▸ **Trecho do documento**
+++

SergioMoro

O Informante

02.07.21

Sou daqueles que apreciam rever bons filmes. Às vezes é um porto mais seguro do que assistir a novos, com qualidade ainda não testada. Então, quando o tempo permite, revejo algumas películas cinematográficas das quais guardo boas lembranças. Pude revê-las graças à proliferação do streaming que tem feito as vezes das antigas videolocadoras, nem sempre com um acervo tão rico.

Recordo-me, para este artigo, do filme O Informante, de 1999, dirigido por Michael Mann e estrelado por Al Pacino e Russell Crowe, então um ator em franca ascensão. A qualidade do filme é ilustrada por ter sido ele indicado para sete prêmios do Oscar, embora não tenha ganhado nenhum.

O filme é baseado em uma história real. Jeffery Wingand, representado por Crowe, é um executivo da indústria de cigarros que revelou que as empresas de tabaco haviam atuado deliberadamente para tornar os seus produtos mais viciantes para o consumidor. Após uma série de incidentes, ele decidiu levar a história a público, inclusive pela imprensa. Com isso, ele e o jornalista que o procurou, Lowell Bergman, passam a enfrentar diversos desafios para conseguir o seu intento, incluindo retaliações contra eles e pressões contra veículos de informação.

Talvez tenha sido a partir deste filme que tive melhor percepção das agruras sofridas pelos assim chamados whistleblowers. São pessoas comuns que, dentro de estruturas governamentais ou corporativas, resolvem, conforme a tradução literal, “soprar o apito”, ou seja, denunciar fraudes ou outros crimes corporativos que, não fossem as suas ações, permaneceriam encobertos.

+++

▸ **Material fornecido**
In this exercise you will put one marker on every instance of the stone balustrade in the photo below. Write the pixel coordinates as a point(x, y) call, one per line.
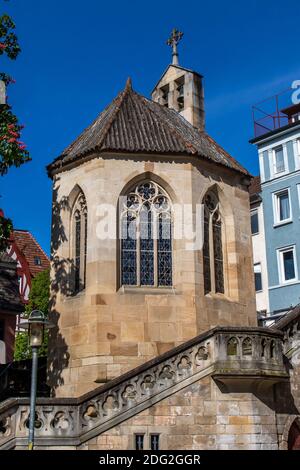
point(229, 355)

+++

▸ **Tarefas a realizar**
1/ Segundo o texto sobre O Informante, a quantos prêmios do Oscar o filme foi indicado?
2/ Transcreva o trecho do texto sobre O Informante entre "Sou daqueles que" e "tenha ganhado nenhum.", inclusive.
3/ Escreva a continuação do texto sobre O Informante, começando logo depois da última frase.

▸ **Respostas às tarefas**
1/ Sete, embora não tenha ganhado nenhum.

2/
Sou daqueles que apreciam rever bons filmes. Às vezes é um porto mais seguro do que assistir a novos, com qualidade ainda não testada. Então, quando o tempo permite, revejo algumas películas cinematográficas das quais guardo boas lembranças. Pude revê-las graças à proliferação do streaming que tem feito as vezes das antigas videolocadoras, nem sempre com um acervo tão rico.

Recordo-me, para este artigo, do filme O Informante, de 1999, dirigido por Michael Mann e estrelado por Al Pacino e Russell Crowe, então um ator em franca ascensão. A qualidade do filme é ilustrada por ter sido ele indicado para sete prêmios do Oscar, embora não tenha ganhado nenhum.

3/
Casos famosos de whistleblowers são conhecidos mundialmente. Daniel Ellsberg, no caso denominado “Papéis do Pentágono”, revelou análises de inteligência confidenciais acerca da Guerra no Vietnã. Sherron Watkins denunciou a contabilidade criativa da Enron. Cynthia Cooper fez revelações semelhantes sobre a Worldcom. O whistleblower não é um delator, pois ele usualmente não está envolvido em qualquer crime. É como um informante do bem. Ainda assim, muitos sofrem a pecha de dedo-duros ou de traidores, como se guardar segredos sobre fraudes ou crimes fosse algo positivo. Não raramente, eles são alvo de retaliações, às vezes até físicas, embora ataques jurídicos e morais sejam mais comuns. O Informante revela bem as dificuldades sofridas pelos whistleblowers.

Pelo papel importante que exercem, já que crimes ou fraudes praticados no âmbito de organizações públicas ou corporativas complexas não raramente permanecem escondidos salvo se alguém de dentro se dispuser a revelá-las, há uma tendência mundial na edição de leis de proteção aos whistleblowers, por exemplo, proibindo a sua demissão arbitrária pelo empregador denunciado. Alguns países, como os Estados Unidos, foram ainda além. Diante dos dissabores sofridos pelos whistleblowers, foram criados programas que preveem recompensas financeiras significativas para eles, normalmente calculadas em percentual dos valores recuperados através da denúncia ou das multas aplicadas aos infratores. Há quem critique programas de recompensa, mas, em linhas gerais, eles são justificados diante das retaliações impostas aos whistleblower, bem como pelo interesse público nas revelações por ele efetuadas.

No Brasil, a Lei 13.608/2018 contém medidas de proteção aos informantes do bem no âmbito da administração pública. Ela foi aperfeiçoada pela Lei 13.964/2019, originada do projeto de lei anticrime. Entre as medidas, o direito de preservação da identidade do informante – ela só pode ser revelada com o seu consentimento -, a proibição de demissão arbitrária, de alteração de funções ou de atribuições, de retirada de benefícios ou de negativa de fornecimento de referências profissionais positivas. Ainda foi previsto que a prática de retaliação contra o informante sujeitaria o infrator à demissão. Seguindo ainda o modelo norte-americano, consta a previsão de pagamento de recompensa ao informante de até cinco por cento do valor recuperado aos cofres públicos. Apesar da relevante inovação legislativa, há, aparentemente, na administração pública um esquecimento quanto à implementação da lei, especialmente no que diz respeito às recompensas financeiras.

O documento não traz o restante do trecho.